What this task involves » Filter the data below and copy each line that contains the word "building".

Location identification items »
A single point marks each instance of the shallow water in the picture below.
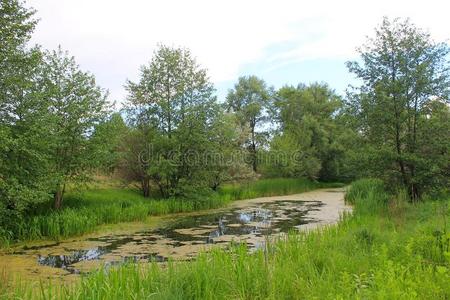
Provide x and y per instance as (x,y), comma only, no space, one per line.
(181,238)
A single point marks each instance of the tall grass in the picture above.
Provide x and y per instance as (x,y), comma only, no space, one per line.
(366,256)
(84,211)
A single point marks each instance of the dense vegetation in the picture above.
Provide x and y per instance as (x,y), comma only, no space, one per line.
(387,249)
(174,147)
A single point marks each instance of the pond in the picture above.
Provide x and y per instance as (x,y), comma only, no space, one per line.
(182,237)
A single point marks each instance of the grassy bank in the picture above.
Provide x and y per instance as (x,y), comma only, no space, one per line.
(85,211)
(396,251)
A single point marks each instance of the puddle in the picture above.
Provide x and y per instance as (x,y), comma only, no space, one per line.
(181,238)
(186,236)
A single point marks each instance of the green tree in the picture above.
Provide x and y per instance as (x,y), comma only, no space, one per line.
(308,134)
(250,101)
(402,71)
(174,101)
(23,116)
(77,105)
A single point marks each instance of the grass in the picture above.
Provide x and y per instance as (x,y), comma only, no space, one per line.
(85,211)
(398,251)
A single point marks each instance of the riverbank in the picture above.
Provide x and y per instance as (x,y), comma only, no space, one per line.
(86,210)
(386,249)
(175,237)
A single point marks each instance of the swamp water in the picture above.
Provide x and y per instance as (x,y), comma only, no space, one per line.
(181,238)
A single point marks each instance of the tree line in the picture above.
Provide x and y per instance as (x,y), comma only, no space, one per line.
(57,128)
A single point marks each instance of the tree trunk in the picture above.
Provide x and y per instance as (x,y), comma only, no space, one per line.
(145,185)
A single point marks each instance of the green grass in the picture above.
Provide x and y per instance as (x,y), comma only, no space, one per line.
(398,251)
(85,211)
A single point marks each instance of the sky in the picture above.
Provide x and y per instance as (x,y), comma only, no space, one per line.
(282,42)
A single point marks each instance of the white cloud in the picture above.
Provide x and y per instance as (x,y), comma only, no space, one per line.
(113,38)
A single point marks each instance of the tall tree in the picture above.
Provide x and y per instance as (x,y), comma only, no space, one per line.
(23,115)
(402,71)
(77,105)
(308,134)
(250,100)
(174,100)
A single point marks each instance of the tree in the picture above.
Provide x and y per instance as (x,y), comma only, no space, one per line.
(106,142)
(23,116)
(174,101)
(77,105)
(250,100)
(402,71)
(308,135)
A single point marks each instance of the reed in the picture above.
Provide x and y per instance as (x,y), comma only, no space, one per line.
(86,210)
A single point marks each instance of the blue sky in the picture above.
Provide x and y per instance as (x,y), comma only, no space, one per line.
(331,71)
(283,41)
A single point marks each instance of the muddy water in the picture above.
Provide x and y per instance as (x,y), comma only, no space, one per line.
(252,222)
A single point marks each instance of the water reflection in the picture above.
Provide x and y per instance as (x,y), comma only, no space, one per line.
(185,236)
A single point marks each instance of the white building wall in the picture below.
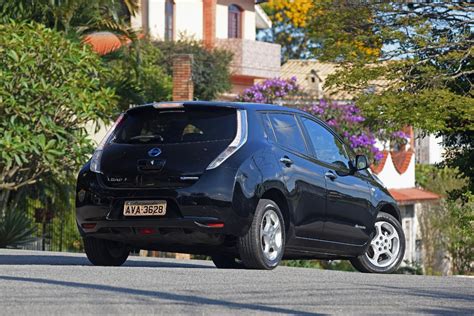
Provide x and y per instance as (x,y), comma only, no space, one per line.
(136,21)
(436,150)
(188,19)
(156,18)
(393,180)
(249,25)
(222,15)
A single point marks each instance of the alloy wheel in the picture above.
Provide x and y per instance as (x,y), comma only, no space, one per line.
(385,246)
(271,235)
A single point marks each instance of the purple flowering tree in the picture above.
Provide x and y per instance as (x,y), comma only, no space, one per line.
(345,118)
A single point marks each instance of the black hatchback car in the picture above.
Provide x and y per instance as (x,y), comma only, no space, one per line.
(246,184)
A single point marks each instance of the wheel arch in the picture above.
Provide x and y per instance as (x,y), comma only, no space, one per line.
(392,210)
(277,196)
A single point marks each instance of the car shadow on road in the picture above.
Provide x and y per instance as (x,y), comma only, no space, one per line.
(178,298)
(61,260)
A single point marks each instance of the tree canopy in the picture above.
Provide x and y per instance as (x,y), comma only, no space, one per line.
(50,90)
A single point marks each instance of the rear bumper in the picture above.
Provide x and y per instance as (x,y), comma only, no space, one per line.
(190,210)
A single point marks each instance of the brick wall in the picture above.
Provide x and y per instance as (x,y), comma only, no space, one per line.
(182,77)
(209,21)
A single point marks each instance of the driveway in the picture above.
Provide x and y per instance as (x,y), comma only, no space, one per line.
(59,283)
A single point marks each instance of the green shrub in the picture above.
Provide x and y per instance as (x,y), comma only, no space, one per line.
(137,74)
(16,229)
(50,89)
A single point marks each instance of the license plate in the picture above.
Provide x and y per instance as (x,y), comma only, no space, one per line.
(144,208)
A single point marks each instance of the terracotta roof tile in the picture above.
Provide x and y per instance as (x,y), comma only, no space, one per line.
(104,42)
(413,195)
(401,160)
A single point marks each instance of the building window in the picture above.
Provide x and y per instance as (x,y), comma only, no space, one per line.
(169,20)
(235,22)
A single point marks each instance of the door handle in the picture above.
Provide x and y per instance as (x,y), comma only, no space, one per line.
(287,161)
(330,175)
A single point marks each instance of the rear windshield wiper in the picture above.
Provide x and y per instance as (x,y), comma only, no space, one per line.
(147,137)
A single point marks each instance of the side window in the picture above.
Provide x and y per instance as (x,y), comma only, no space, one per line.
(268,127)
(287,132)
(328,148)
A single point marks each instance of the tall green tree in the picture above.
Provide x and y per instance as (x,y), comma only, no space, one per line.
(50,90)
(73,17)
(407,64)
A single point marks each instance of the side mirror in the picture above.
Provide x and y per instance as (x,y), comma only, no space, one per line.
(361,162)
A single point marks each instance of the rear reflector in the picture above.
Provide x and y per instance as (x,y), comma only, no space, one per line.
(215,225)
(88,225)
(147,231)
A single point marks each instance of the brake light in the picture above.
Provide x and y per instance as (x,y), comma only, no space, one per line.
(88,225)
(215,225)
(97,156)
(239,140)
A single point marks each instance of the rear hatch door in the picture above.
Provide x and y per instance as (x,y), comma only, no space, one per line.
(166,147)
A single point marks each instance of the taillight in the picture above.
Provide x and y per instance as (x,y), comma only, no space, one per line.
(239,140)
(97,156)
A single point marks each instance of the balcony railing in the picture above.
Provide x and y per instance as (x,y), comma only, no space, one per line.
(252,58)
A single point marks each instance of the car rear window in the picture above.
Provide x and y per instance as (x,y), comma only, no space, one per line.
(168,126)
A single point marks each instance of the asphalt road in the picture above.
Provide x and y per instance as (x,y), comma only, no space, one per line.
(58,283)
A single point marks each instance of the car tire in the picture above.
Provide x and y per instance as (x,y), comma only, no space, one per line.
(101,252)
(263,245)
(386,249)
(226,262)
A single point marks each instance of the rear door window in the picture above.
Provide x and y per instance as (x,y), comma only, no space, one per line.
(326,145)
(287,131)
(153,126)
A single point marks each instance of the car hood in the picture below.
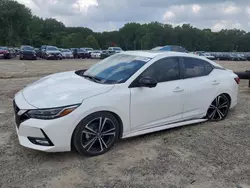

Finished task »
A single point marks each instance of the white building wall in the picture below.
A single point marks each instance of the building window in the picture above.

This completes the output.